Exact copies of the records below are needed, free of pictures.

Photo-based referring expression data
[Start of section]
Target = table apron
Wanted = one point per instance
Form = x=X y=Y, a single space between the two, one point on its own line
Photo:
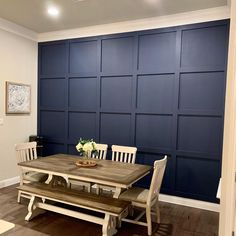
x=81 y=178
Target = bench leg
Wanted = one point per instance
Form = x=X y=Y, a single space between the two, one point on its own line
x=32 y=209
x=18 y=196
x=109 y=225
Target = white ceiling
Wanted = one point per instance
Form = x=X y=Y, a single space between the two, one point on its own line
x=32 y=14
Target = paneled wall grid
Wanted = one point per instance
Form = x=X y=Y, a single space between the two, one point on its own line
x=160 y=90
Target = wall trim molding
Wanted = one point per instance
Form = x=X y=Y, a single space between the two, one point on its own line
x=199 y=16
x=9 y=182
x=163 y=197
x=190 y=202
x=17 y=29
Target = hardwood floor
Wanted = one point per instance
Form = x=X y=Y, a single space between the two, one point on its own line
x=175 y=220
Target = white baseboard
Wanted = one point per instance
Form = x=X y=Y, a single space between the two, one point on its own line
x=190 y=202
x=8 y=182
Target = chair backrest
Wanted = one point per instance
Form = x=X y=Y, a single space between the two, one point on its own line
x=26 y=151
x=124 y=153
x=101 y=151
x=158 y=173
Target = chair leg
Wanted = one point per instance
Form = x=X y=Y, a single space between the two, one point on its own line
x=157 y=212
x=19 y=196
x=149 y=220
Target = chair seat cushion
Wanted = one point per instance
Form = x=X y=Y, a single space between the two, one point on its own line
x=33 y=176
x=135 y=194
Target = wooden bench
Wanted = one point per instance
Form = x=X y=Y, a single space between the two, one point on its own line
x=40 y=194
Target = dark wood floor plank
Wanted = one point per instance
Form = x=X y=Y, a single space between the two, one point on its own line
x=175 y=221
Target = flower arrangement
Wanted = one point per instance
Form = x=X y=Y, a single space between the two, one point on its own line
x=86 y=147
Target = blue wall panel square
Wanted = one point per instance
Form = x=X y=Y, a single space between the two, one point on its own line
x=154 y=131
x=200 y=134
x=155 y=93
x=204 y=47
x=83 y=93
x=52 y=124
x=157 y=52
x=53 y=59
x=53 y=148
x=116 y=93
x=200 y=177
x=117 y=55
x=203 y=91
x=82 y=125
x=83 y=57
x=149 y=159
x=52 y=93
x=115 y=129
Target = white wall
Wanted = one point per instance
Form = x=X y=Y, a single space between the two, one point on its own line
x=228 y=189
x=18 y=63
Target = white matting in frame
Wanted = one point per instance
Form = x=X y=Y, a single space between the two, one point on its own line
x=17 y=98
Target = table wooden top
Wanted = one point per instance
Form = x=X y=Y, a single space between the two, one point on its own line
x=106 y=171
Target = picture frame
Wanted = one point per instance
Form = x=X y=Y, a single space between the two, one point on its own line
x=18 y=98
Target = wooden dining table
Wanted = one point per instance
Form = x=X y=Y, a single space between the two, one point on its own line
x=106 y=172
[End of section]
**Task output**
Target = table apron
Wanted = one point per instance
Form = x=X y=Y, a single space between the two, one point on its own line
Photo:
x=81 y=178
Target = bench leg
Wanted = one point per instance
Form = x=X y=Y, a single space between the two, one point on its own line
x=32 y=209
x=18 y=196
x=109 y=225
Target = white ceiling
Wanted = one point per instance
Form = x=X y=Y, a single space between the two, one point on its own line
x=32 y=14
Target = paneled wall grid
Wanted = one point per instance
Form = x=X y=Y, a single space between the two, one point on its own line
x=160 y=90
Target = wall trim molding
Wanted = one point per instance
Form = x=X y=Y, a single space between the two, one point on its own line
x=199 y=16
x=9 y=182
x=163 y=197
x=190 y=202
x=17 y=29
Target = hardwood floor
Wanted = one point per instance
Form = x=X y=Y, a single space between the two, one point on its own line
x=175 y=220
Target = white baseboard
Wanted = one point per instance
Form = x=X y=Y, a single space between the two, one point on its own line
x=190 y=202
x=8 y=182
Target = chair backrest
Wanted = one point per instance
Form = x=X y=Y, a single space between the two, one point on its own line
x=26 y=151
x=124 y=153
x=101 y=151
x=158 y=173
Target = chair leg
Wanted = one point per instance
Form = x=X y=Y, a single space between the two, one point on its own line
x=157 y=212
x=19 y=196
x=149 y=220
Target = chair seat cushion
Wanted = one point per instance
Form = x=X y=Y, a single space between the two, one point on its own line
x=33 y=176
x=135 y=194
Target = wooden bench
Wanted = one point per instance
Form = x=X y=Y, a single space between the two, one point on its own line
x=40 y=194
Target = dark wood floor plank
Wanted = one point per instance
Form = x=X y=Y, a single space between the two, one point on its own line
x=175 y=221
Target = flower arrangement
Wanted = one point per instance
Form = x=X y=Y, a single space between the two, one point on its own line
x=86 y=147
Target = blue wall panel square
Wanted = one point per instance
Form = x=X y=Y, a single space between the two, one point on its own line
x=154 y=131
x=200 y=134
x=155 y=93
x=204 y=47
x=83 y=93
x=52 y=124
x=157 y=52
x=53 y=59
x=53 y=148
x=116 y=93
x=200 y=177
x=117 y=55
x=203 y=91
x=82 y=125
x=83 y=57
x=149 y=159
x=52 y=93
x=115 y=129
Target = white wall
Wanted = one point per instance
Form = x=X y=Y, a single space between the two, one point on its own line
x=228 y=189
x=18 y=63
Target = white matting in frame
Wanted = one point per instance
Form = x=X y=Y, a single space between the two, one point on its own line
x=17 y=98
Target = table wooden top
Wanted = one point per instance
Form = x=X y=Y, a single space between the two, one point on its own line
x=106 y=171
Target = picture frame
Wanted = one point per instance
Form = x=X y=Y, a single space between the two, one point on its own line
x=18 y=98
Target = wooden dining table
Wanted = one point per instance
Form = x=X y=Y, a single space between the two, one point on its own line
x=106 y=172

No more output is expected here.